-- INPUT DATA follows --
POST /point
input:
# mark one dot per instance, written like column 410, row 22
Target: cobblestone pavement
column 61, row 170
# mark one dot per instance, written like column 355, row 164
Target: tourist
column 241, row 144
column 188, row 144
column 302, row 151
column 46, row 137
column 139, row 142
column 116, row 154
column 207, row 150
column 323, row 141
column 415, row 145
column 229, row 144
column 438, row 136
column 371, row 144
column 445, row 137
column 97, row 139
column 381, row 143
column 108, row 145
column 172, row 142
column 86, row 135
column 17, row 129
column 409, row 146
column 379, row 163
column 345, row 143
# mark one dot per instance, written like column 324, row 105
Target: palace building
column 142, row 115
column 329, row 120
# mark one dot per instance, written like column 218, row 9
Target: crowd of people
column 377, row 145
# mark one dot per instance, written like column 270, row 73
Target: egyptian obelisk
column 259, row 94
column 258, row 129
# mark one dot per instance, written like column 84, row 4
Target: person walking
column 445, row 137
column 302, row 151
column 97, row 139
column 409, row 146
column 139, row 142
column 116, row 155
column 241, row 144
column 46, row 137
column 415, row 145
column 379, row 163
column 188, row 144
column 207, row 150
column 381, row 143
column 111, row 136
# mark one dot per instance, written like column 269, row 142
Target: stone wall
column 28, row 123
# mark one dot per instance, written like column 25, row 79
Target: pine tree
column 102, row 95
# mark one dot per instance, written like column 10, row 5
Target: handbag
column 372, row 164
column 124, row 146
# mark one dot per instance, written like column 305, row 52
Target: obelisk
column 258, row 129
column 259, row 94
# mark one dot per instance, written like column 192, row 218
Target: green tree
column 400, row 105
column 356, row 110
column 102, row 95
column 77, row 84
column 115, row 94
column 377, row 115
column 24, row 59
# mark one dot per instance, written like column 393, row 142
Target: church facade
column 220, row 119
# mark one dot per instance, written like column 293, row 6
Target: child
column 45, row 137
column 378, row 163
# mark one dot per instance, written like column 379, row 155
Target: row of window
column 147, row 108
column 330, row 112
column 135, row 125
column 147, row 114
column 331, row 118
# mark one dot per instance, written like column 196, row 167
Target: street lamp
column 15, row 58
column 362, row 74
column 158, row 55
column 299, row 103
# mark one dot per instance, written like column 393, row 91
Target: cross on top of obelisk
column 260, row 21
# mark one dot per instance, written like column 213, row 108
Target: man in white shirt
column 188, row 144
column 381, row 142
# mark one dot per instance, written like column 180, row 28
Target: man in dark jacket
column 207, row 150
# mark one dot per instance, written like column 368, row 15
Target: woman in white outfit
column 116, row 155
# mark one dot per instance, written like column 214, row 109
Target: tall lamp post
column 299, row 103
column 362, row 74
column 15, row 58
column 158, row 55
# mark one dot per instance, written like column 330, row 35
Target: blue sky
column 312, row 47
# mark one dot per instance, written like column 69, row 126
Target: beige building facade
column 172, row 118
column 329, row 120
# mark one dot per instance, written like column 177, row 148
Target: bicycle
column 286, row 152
-- INPUT DATA concluded --
[EXERCISE]: When you reach the line containing "393, row 91" in the listing, transcribe it and every line after it exactly, through the last line, and add nothing.

[RESPONSE TO THE EXERCISE]:
# mark one dot per instance, written like column 393, row 91
Target: cross on top of obelisk
column 260, row 21
# mark one dot per instance, written like column 213, row 108
Target: man in white shirt
column 188, row 144
column 381, row 142
# mark one dot per instance, written like column 180, row 28
Target: man in dark jacket
column 207, row 150
# mark one dot per instance, written like column 368, row 15
Target: woman in white outfit
column 116, row 155
# mark one dot per instance, written like column 214, row 109
Target: tall lamp post
column 299, row 103
column 362, row 74
column 15, row 58
column 158, row 55
# mark one dot per instance, written like column 330, row 35
Target: blue sky
column 312, row 47
# mark one dot per instance, written like column 69, row 126
Target: beige building facade
column 172, row 118
column 329, row 120
# mark one dot per instance, written like column 177, row 148
Target: bicycle
column 286, row 152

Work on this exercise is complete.